▶ **Directions for this task**
Using the records below, copy every line that holds the string "missed".

▶ **Material to process**
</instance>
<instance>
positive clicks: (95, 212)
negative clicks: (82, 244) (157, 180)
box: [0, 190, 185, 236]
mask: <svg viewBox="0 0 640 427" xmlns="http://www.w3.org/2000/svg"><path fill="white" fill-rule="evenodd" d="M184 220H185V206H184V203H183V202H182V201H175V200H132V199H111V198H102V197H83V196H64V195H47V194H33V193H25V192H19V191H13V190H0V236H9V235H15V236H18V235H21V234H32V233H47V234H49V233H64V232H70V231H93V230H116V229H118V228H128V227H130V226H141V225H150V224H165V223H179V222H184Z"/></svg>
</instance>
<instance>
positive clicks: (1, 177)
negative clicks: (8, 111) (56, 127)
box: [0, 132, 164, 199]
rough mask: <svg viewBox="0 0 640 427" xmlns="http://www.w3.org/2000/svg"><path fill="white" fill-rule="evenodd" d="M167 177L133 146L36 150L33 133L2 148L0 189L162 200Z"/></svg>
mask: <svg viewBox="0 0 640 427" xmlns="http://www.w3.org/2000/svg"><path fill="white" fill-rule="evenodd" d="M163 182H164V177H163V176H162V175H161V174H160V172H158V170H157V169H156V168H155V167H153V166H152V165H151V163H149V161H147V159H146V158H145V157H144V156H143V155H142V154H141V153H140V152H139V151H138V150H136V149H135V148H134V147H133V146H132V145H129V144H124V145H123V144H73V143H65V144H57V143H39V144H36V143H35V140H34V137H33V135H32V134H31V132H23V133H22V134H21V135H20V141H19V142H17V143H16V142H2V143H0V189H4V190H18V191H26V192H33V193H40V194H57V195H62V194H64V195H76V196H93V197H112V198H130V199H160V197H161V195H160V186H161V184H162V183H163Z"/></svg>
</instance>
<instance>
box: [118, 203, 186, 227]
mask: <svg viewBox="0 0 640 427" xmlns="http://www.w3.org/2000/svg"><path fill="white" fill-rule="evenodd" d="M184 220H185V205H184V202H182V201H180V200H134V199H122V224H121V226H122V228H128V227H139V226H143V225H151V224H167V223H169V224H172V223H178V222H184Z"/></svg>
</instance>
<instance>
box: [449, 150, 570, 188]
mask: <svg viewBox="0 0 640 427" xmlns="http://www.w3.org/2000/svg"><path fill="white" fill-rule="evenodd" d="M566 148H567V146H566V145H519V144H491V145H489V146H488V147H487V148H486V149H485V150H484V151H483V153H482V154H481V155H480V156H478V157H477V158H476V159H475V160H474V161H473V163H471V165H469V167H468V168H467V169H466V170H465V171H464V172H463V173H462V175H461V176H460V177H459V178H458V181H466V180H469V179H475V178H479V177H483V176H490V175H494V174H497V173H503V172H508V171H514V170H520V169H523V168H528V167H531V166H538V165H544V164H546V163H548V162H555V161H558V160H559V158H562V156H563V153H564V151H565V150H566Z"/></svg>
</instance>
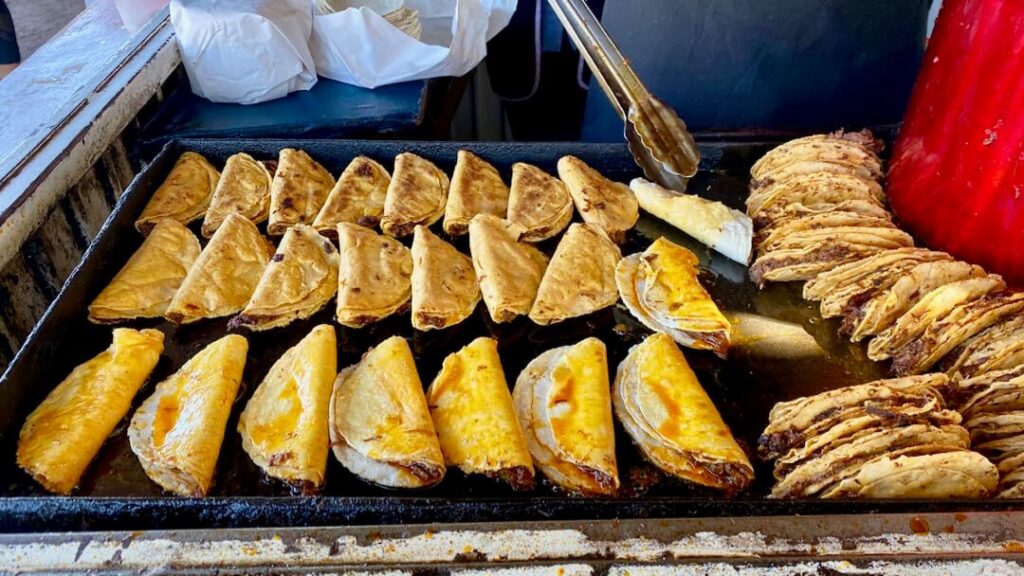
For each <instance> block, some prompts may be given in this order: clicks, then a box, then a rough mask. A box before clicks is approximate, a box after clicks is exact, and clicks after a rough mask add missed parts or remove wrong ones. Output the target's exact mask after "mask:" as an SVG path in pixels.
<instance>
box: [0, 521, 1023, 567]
mask: <svg viewBox="0 0 1024 576" xmlns="http://www.w3.org/2000/svg"><path fill="white" fill-rule="evenodd" d="M1022 539H1024V512H1018V511H1013V512H966V513H926V515H864V516H860V517H850V516H810V517H762V518H712V519H667V520H626V521H596V522H561V521H559V522H539V523H529V524H528V525H523V524H512V523H496V524H486V523H477V524H454V525H414V526H365V527H332V528H286V529H280V530H279V529H236V530H182V531H154V532H94V533H66V534H32V535H2V536H0V572H4V571H18V572H22V573H31V572H47V571H68V570H90V571H97V572H113V573H121V572H125V571H130V572H140V571H141V572H148V571H159V572H161V573H181V574H195V573H207V572H209V571H216V572H218V573H247V574H253V573H305V572H308V571H310V570H316V571H331V572H351V571H359V570H370V569H373V570H382V569H387V570H396V571H398V572H399V573H416V574H434V573H439V574H445V573H453V572H460V571H472V570H474V569H481V568H485V569H486V570H487V571H494V570H497V569H499V568H502V567H504V568H519V569H525V568H529V569H530V570H529V571H528V572H527V573H535V570H534V569H536V571H537V572H547V571H548V569H551V568H553V567H559V568H561V569H562V571H561V572H560V573H561V574H570V573H588V574H594V573H623V571H624V568H623V567H624V566H626V567H634V568H633V570H632V572H637V571H639V572H644V571H645V570H646V569H644V567H646V568H652V567H660V568H663V569H665V571H668V572H671V573H680V574H685V573H689V572H688V570H689V568H685V567H691V568H692V567H705V569H707V568H708V567H712V566H733V567H743V570H745V571H746V572H745V573H750V574H761V573H765V574H768V573H772V570H779V569H782V568H786V567H787V568H786V570H791V571H790V572H788V573H793V572H792V569H794V567H798V566H800V567H804V568H801V570H805V569H806V567H808V566H817V567H825V568H827V570H831V572H827V571H820V572H817V573H826V574H843V573H845V572H843V568H844V567H850V569H851V570H854V572H851V573H858V572H856V570H860V569H861V568H863V567H868V568H869V570H870V572H871V573H873V574H878V573H881V574H889V573H894V574H895V573H901V572H899V571H888V568H887V567H889V568H892V567H896V566H899V565H905V564H906V563H913V564H914V566H915V569H914V570H915V572H914V574H918V575H921V576H923V575H924V574H929V573H932V572H934V573H936V574H939V573H950V572H952V573H959V572H958V569H957V567H959V569H963V571H964V572H965V573H1001V574H1013V573H1024V541H1022ZM981 561H986V562H988V564H986V562H981ZM588 567H589V568H588ZM829 567H830V568H829ZM858 567H860V568H858ZM583 568H588V570H583ZM670 568H671V570H670ZM641 569H644V570H641ZM893 570H895V569H893ZM979 570H980V572H979ZM993 570H994V572H993ZM942 571H946V572H942ZM723 573H725V574H728V573H732V572H723ZM740 573H742V572H740Z"/></svg>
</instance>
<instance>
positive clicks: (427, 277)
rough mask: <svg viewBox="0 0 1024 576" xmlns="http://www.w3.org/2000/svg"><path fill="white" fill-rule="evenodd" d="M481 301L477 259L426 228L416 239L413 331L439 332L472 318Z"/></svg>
mask: <svg viewBox="0 0 1024 576" xmlns="http://www.w3.org/2000/svg"><path fill="white" fill-rule="evenodd" d="M479 301H480V288H479V286H478V285H477V282H476V274H475V273H474V272H473V260H472V259H470V257H469V256H467V255H465V254H463V253H462V252H460V251H459V250H457V249H456V248H455V246H452V245H451V244H449V243H447V242H444V241H443V240H441V239H440V238H437V237H436V236H435V235H434V234H433V233H432V232H430V231H429V230H428V229H427V228H426V227H422V225H420V227H416V234H415V236H414V237H413V328H416V329H417V330H435V329H442V328H447V327H450V326H455V325H456V324H459V323H460V322H462V321H463V320H466V319H467V318H469V316H470V315H471V314H473V311H474V310H476V304H477V303H478V302H479Z"/></svg>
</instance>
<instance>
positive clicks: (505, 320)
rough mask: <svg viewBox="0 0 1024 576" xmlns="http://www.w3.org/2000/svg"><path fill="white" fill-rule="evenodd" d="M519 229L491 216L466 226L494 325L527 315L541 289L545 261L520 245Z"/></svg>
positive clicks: (531, 251)
mask: <svg viewBox="0 0 1024 576" xmlns="http://www.w3.org/2000/svg"><path fill="white" fill-rule="evenodd" d="M519 230H520V229H519V228H518V227H517V225H515V224H512V223H510V222H508V221H507V220H504V219H502V218H500V217H498V216H494V215H492V214H479V215H478V216H476V217H474V218H473V221H471V222H470V223H469V250H470V253H471V254H472V257H473V269H474V270H475V271H476V277H477V278H478V279H479V281H480V292H481V293H482V294H483V302H484V303H485V304H487V312H488V313H490V319H492V320H494V321H495V322H498V323H502V322H511V321H512V320H514V319H515V317H517V316H524V315H527V314H529V308H530V307H531V306H532V305H534V299H535V298H536V297H537V289H538V288H539V287H540V286H541V279H542V278H544V271H545V270H546V269H547V268H548V257H547V256H545V255H544V253H543V252H541V251H540V250H538V249H537V248H535V247H534V246H530V245H529V244H525V243H522V242H518V241H516V238H518V237H519Z"/></svg>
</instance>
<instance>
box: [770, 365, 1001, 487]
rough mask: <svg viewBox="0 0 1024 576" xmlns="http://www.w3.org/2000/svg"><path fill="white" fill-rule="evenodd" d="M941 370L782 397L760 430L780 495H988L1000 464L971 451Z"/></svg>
mask: <svg viewBox="0 0 1024 576" xmlns="http://www.w3.org/2000/svg"><path fill="white" fill-rule="evenodd" d="M954 397H955V394H954V389H953V387H952V385H951V383H950V381H949V378H948V377H946V376H945V375H944V374H929V375H923V376H906V377H902V378H895V379H891V380H877V381H873V382H868V383H865V384H858V385H854V386H847V387H843V388H837V389H833V390H829V392H825V393H821V394H818V395H815V396H810V397H804V398H798V399H795V400H792V401H788V402H782V403H779V404H776V405H775V407H774V408H773V409H772V411H771V413H770V415H769V423H768V426H767V427H766V428H765V431H764V434H763V435H762V436H761V438H760V439H759V447H758V452H759V455H760V456H761V457H762V458H763V459H766V460H771V461H774V477H775V480H776V483H775V486H774V488H773V489H772V492H771V495H770V496H771V497H773V498H799V497H820V498H850V497H855V498H893V499H899V498H982V497H987V496H991V495H995V494H999V495H1002V496H1006V495H1008V494H1007V493H1006V492H1005V491H1004V492H1002V493H1000V492H999V491H998V483H999V471H998V470H997V469H996V466H995V465H994V464H993V463H992V462H991V461H989V460H988V458H986V457H985V456H984V455H983V454H981V453H979V452H977V451H973V450H971V437H972V435H971V434H970V433H969V431H968V429H967V428H965V427H964V425H962V422H963V418H962V416H961V414H959V413H958V412H957V411H956V410H954V409H953V407H954V406H955V404H951V401H952V402H955V401H954V400H953V399H954Z"/></svg>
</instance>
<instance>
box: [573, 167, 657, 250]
mask: <svg viewBox="0 0 1024 576" xmlns="http://www.w3.org/2000/svg"><path fill="white" fill-rule="evenodd" d="M558 177H559V178H561V179H562V181H563V182H565V188H567V189H568V191H569V196H571V197H572V202H573V204H575V207H577V210H578V211H579V212H580V215H581V216H583V220H584V221H585V222H587V223H589V224H592V225H595V227H597V228H599V229H601V230H603V231H604V232H605V234H607V235H608V238H610V239H611V240H613V241H615V242H622V241H623V240H625V238H626V232H627V231H629V230H630V229H632V228H633V227H634V225H636V223H637V219H639V217H640V205H639V204H638V203H637V199H636V196H634V195H633V191H632V190H630V187H628V186H626V184H624V183H623V182H616V181H612V180H609V179H608V178H606V177H604V176H603V175H601V173H600V172H598V171H597V170H595V169H593V168H591V167H590V166H588V165H587V164H586V163H584V161H583V160H580V159H579V158H577V157H574V156H563V157H562V158H561V159H560V160H559V161H558Z"/></svg>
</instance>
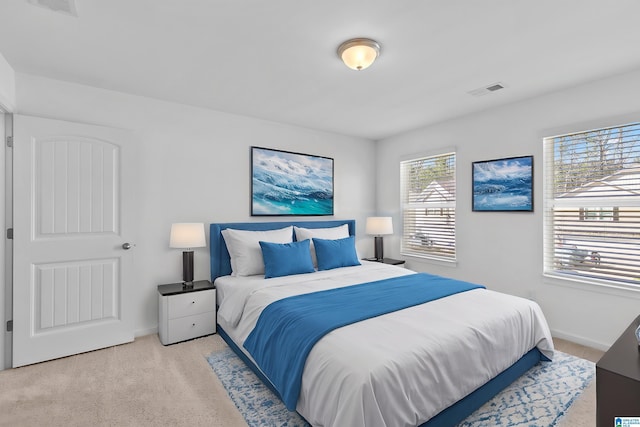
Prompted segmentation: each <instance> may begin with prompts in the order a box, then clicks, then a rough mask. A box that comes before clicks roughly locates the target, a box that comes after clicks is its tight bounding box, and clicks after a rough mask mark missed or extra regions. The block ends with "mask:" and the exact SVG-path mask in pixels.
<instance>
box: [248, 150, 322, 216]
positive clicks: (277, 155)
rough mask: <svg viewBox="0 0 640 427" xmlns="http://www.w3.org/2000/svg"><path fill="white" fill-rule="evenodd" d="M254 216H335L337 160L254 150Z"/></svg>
mask: <svg viewBox="0 0 640 427" xmlns="http://www.w3.org/2000/svg"><path fill="white" fill-rule="evenodd" d="M251 215H252V216H284V215H289V216H298V215H314V216H315V215H333V159H332V158H329V157H322V156H314V155H311V154H302V153H293V152H290V151H282V150H274V149H271V148H263V147H251Z"/></svg>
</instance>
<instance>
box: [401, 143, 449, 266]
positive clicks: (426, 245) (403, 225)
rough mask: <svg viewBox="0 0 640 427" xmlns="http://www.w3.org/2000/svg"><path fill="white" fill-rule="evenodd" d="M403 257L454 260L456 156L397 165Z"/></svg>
mask: <svg viewBox="0 0 640 427" xmlns="http://www.w3.org/2000/svg"><path fill="white" fill-rule="evenodd" d="M400 186H401V189H400V192H401V194H402V196H401V197H402V242H401V248H400V252H401V253H402V254H403V255H413V256H422V257H429V258H436V259H443V260H455V258H456V235H455V225H456V154H455V153H446V154H440V155H437V156H429V157H421V158H418V159H411V160H406V161H403V162H401V163H400Z"/></svg>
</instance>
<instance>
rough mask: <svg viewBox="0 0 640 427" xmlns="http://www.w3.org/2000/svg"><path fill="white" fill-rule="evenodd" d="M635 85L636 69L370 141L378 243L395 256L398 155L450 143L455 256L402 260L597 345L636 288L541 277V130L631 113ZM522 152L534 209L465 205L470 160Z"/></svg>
mask: <svg viewBox="0 0 640 427" xmlns="http://www.w3.org/2000/svg"><path fill="white" fill-rule="evenodd" d="M507 90H511V89H507ZM639 93H640V71H636V72H631V73H627V74H624V75H620V76H616V77H612V78H609V79H604V80H600V81H596V82H593V83H591V84H588V85H584V86H579V87H575V88H572V89H569V90H563V91H559V92H555V93H551V94H548V95H544V96H540V97H537V98H535V99H531V100H528V101H524V102H520V103H515V104H511V105H507V106H505V107H501V108H495V109H492V110H488V111H486V112H483V113H480V114H475V115H470V116H466V117H462V118H458V119H455V120H450V121H446V122H443V123H440V124H436V125H433V126H428V127H425V128H422V129H418V130H415V131H412V132H407V133H405V134H402V135H398V136H395V137H392V138H388V139H385V140H382V141H378V143H377V165H378V167H377V169H378V171H379V172H378V175H377V186H376V187H377V208H378V211H379V212H380V213H383V214H389V215H393V216H394V222H396V223H397V224H398V232H397V233H396V235H395V236H394V238H393V239H387V238H385V242H386V244H387V245H386V251H387V253H389V256H394V257H399V256H400V253H399V251H400V243H399V238H398V234H399V231H400V225H401V221H400V210H399V188H400V182H399V177H400V173H399V161H400V158H402V157H406V156H407V155H411V154H415V153H422V152H428V151H431V150H434V149H438V148H440V147H450V146H456V147H457V172H456V176H457V183H458V184H457V185H458V190H457V213H456V236H457V258H458V262H457V265H456V266H445V265H443V264H438V263H433V262H426V261H424V260H421V259H419V258H409V259H408V262H407V266H408V267H409V268H412V269H414V270H419V271H429V272H433V273H436V274H443V275H447V276H452V277H455V278H459V279H463V280H469V281H474V282H478V283H482V284H485V285H487V287H489V288H491V289H495V290H498V291H503V292H507V293H511V294H514V295H518V296H523V297H527V298H532V299H535V300H536V301H538V303H539V304H540V305H541V307H542V309H543V310H544V312H545V315H546V316H547V320H548V321H549V324H550V327H551V329H552V332H553V333H554V336H557V337H561V338H568V339H571V340H573V341H576V342H579V343H583V344H587V345H591V346H595V347H597V348H602V349H605V348H607V347H608V346H610V345H611V344H612V343H613V342H614V341H615V339H616V338H617V337H618V335H619V334H620V333H621V332H622V331H623V330H624V329H625V328H626V327H627V326H628V324H629V323H630V322H631V321H632V320H633V319H634V318H635V317H636V316H637V315H638V313H640V292H633V291H621V290H616V291H614V290H612V291H604V290H603V289H602V288H599V287H594V286H590V285H586V284H581V283H574V284H568V283H562V282H552V281H550V280H549V279H546V278H544V277H543V275H542V235H543V233H542V226H543V225H542V224H543V221H542V203H543V202H542V200H543V199H542V184H543V179H542V178H543V176H542V173H543V169H542V166H543V164H542V162H543V158H542V138H543V137H544V136H552V135H557V134H558V133H561V132H571V131H580V130H587V129H592V128H594V127H598V126H606V125H617V124H623V123H628V122H630V121H637V120H640V97H638V94H639ZM487 96H500V93H499V92H498V93H496V94H493V95H487ZM478 102H481V99H479V101H478ZM530 154H533V155H534V185H535V187H534V209H535V211H534V213H487V212H472V211H471V189H470V184H471V162H473V161H477V160H489V159H495V158H503V157H512V156H521V155H530Z"/></svg>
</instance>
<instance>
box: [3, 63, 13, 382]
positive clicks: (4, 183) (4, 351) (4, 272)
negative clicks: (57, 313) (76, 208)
mask: <svg viewBox="0 0 640 427" xmlns="http://www.w3.org/2000/svg"><path fill="white" fill-rule="evenodd" d="M15 95H16V91H15V72H14V71H13V68H11V66H10V65H9V63H8V62H7V61H6V60H5V59H4V57H3V56H2V54H0V137H1V138H2V141H3V142H2V149H0V165H2V172H0V194H1V196H0V224H2V229H3V234H4V228H5V197H4V187H5V144H4V134H5V133H4V132H5V128H4V126H5V124H4V115H3V114H2V111H3V110H4V111H7V112H11V111H13V109H14V108H15V102H16V99H15ZM5 271H6V270H5V241H4V237H3V242H2V244H0V280H1V282H0V283H2V285H1V286H0V370H2V369H3V368H4V365H5V357H4V356H5V330H6V329H5V313H6V310H5V304H7V301H5ZM7 348H8V347H7Z"/></svg>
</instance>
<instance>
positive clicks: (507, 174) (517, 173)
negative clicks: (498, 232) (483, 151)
mask: <svg viewBox="0 0 640 427" xmlns="http://www.w3.org/2000/svg"><path fill="white" fill-rule="evenodd" d="M472 176H473V178H472V179H473V182H472V187H473V188H472V190H473V193H472V194H473V196H472V197H473V200H472V207H473V208H472V209H473V210H474V211H476V212H518V211H520V212H533V156H522V157H509V158H506V159H496V160H486V161H481V162H473V164H472Z"/></svg>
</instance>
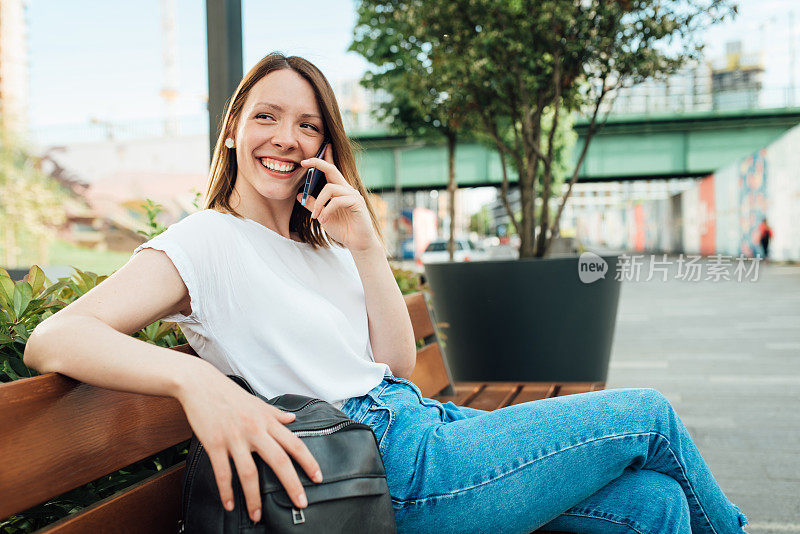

▶ **Solution to this problem**
For each <instance> block, some prompts may be given in this order: clicks, then a box, then a rough mask. A box before clicks is approximate, a box after clicks is exact, and clicks after a rough mask add missed parts or remove wrong ones. Output the target's exact mask after "mask:" as an SVG path in pixels.
Prompted segmentation: each <instance> may begin with prompts in the order a box, then clicks, then a rough mask. A box that comes before clicks roughly locates the target, a box that comes after clicks is its tight bounding box, and clicks after a rough mask mark missed or extra regions. The block ends with "mask:" and the exact SVG-path mask in pixels.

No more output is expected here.